## Goal of the exercise
Return the portion of the article on Bitcoin in Peru between "Bitcoin Is Empowering" and "hubs in Peru.", inclusive, copied word for word.

## Reading passage

Bitcoin Is Empowering Marginalized Communities In Peru
What started as a simple, one-time $3,000 effort to buy shoes and socks for Peruvian children facing high mortality rates quickly grew into a full-scale effort focused on enabling financial empowerment through Bitcoin.
After a visit to Bitcoin Beach, the non-profit initiative that strives to bring financial inclusion to the coastal city of El Zonte in El Salvador through bitcoin circular economies, Rich Swisher, co-founder and president of non-profit global empowerment group MOTIV, saw the many opportunities that a sovereign and decentralized monetary network had to empower those who have been left out of the traditional banking system.
Now, through a series of programs ranging from medical care to entrepreneurship classes, MOTIV is leveraging Bitcoin to bring inclusion and hope to disadvantaged communities through 15 hubs in Peru.
“There is an outstanding alignment between Bitcoin and humanitarianism,” Swisher told Bitcoin Magazine. “Being able to have unobstructed access to a financial system that is not seizable and not able to be shut off by changing governments is key for people to build hope.”
BAREFOOT, FREEZING CHILDREN
Swisher planted the seeds for MOTIV’s operations in Peru after he and Vali Popescu, MOTIV co-founder and director of field operations, discovered that many children in a village there were dying because they didn’t have shoes — such a simple ornament that many of us take for granted.

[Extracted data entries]
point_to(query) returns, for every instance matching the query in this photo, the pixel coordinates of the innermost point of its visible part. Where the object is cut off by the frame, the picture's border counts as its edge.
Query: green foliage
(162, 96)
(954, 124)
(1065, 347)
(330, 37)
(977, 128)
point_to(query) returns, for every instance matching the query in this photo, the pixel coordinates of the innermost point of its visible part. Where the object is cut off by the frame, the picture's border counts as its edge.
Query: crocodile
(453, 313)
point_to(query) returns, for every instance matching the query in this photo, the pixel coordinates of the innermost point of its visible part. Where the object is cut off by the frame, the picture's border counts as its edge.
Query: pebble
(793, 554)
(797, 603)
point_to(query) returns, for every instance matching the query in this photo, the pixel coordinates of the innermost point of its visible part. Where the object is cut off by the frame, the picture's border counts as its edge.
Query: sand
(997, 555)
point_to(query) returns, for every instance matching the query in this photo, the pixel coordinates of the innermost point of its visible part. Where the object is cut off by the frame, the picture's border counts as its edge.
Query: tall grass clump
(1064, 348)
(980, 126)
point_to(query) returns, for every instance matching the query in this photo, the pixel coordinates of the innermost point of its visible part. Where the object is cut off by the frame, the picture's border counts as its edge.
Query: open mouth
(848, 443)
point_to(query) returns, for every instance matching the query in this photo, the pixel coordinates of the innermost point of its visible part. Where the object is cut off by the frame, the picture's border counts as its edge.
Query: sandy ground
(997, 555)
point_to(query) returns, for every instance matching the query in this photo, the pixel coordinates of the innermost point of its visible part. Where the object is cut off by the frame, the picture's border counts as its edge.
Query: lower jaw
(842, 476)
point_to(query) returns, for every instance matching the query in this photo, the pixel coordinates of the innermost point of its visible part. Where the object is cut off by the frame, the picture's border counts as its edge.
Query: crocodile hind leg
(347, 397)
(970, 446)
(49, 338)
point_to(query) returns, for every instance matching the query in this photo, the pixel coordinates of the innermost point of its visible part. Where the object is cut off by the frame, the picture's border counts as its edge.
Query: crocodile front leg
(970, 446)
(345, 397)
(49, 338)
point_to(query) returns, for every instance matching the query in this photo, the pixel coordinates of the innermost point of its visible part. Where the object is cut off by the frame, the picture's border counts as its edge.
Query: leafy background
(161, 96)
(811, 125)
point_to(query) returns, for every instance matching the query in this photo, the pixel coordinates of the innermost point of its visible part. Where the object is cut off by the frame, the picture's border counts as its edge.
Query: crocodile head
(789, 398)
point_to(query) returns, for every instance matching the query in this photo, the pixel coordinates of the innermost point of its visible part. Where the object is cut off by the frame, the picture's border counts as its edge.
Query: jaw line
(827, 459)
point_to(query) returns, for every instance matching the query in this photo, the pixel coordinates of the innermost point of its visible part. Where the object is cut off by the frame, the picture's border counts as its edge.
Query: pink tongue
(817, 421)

## Task output
Bitcoin Is Empowering Marginalized Communities In Peru
What started as a simple, one-time $3,000 effort to buy shoes and socks for Peruvian children facing high mortality rates quickly grew into a full-scale effort focused on enabling financial empowerment through Bitcoin.
After a visit to Bitcoin Beach, the non-profit initiative that strives to bring financial inclusion to the coastal city of El Zonte in El Salvador through bitcoin circular economies, Rich Swisher, co-founder and president of non-profit global empowerment group MOTIV, saw the many opportunities that a sovereign and decentralized monetary network had to empower those who have been left out of the traditional banking system.
Now, through a series of programs ranging from medical care to entrepreneurship classes, MOTIV is leveraging Bitcoin to bring inclusion and hope to disadvantaged communities through 15 hubs in Peru.